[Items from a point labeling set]

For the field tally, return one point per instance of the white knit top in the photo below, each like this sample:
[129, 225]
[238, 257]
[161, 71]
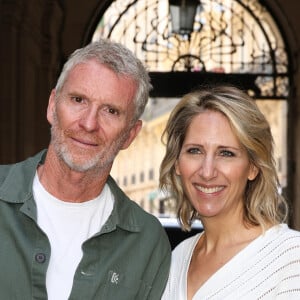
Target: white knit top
[268, 268]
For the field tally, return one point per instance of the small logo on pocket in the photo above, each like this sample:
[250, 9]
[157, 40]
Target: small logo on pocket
[114, 278]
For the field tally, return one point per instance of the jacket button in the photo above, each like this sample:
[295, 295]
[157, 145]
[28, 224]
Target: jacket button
[40, 258]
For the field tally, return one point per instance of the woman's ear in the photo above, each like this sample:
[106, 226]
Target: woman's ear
[177, 170]
[252, 172]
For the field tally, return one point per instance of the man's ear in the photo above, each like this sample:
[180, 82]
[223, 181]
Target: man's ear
[51, 106]
[132, 134]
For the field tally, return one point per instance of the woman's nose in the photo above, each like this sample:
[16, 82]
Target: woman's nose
[208, 168]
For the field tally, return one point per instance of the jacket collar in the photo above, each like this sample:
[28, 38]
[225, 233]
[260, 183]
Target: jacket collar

— What is being asked —
Rewrite all of the items above as a JSON list of strings, with one string for each line and blank lines omitted. Leave the pictures out of the list.

— Exercise solution —
[
  "For the field tally, return one point per instance of the white knit top in the photo below, each like this sample:",
  "[129, 225]",
  "[238, 257]",
  "[161, 71]",
  "Target: white knit top",
  "[268, 268]",
  "For the field tally, return one point per instance of the small logo on pocket in the photo above, each like this sample:",
  "[250, 9]",
  "[157, 40]",
  "Target: small logo on pocket",
  "[114, 278]",
  "For the field tally, return one point per instance of the jacket button in the photo above, each like this sample:",
  "[295, 295]",
  "[157, 145]",
  "[28, 224]",
  "Target: jacket button",
  "[40, 258]",
  "For the field tally, return one point per instance of the woman's ear in the photo above, each like this sample:",
  "[106, 226]",
  "Target: woman's ear",
  "[177, 170]",
  "[252, 172]",
  "For the field tally, return one point per instance of the man's ear in the photo above, each like this sample:",
  "[180, 82]",
  "[223, 181]",
  "Target: man's ear",
  "[51, 106]",
  "[132, 134]",
  "For the field tally, return one point per instance of the woman's nose in the photo above, each like this sample:",
  "[16, 82]",
  "Target: woman's nose",
  "[208, 168]",
  "For the field tally, return one point per instance of the jacket collar in the photo above, each like this sample:",
  "[28, 38]",
  "[225, 233]",
  "[260, 183]",
  "Target: jacket collar"
]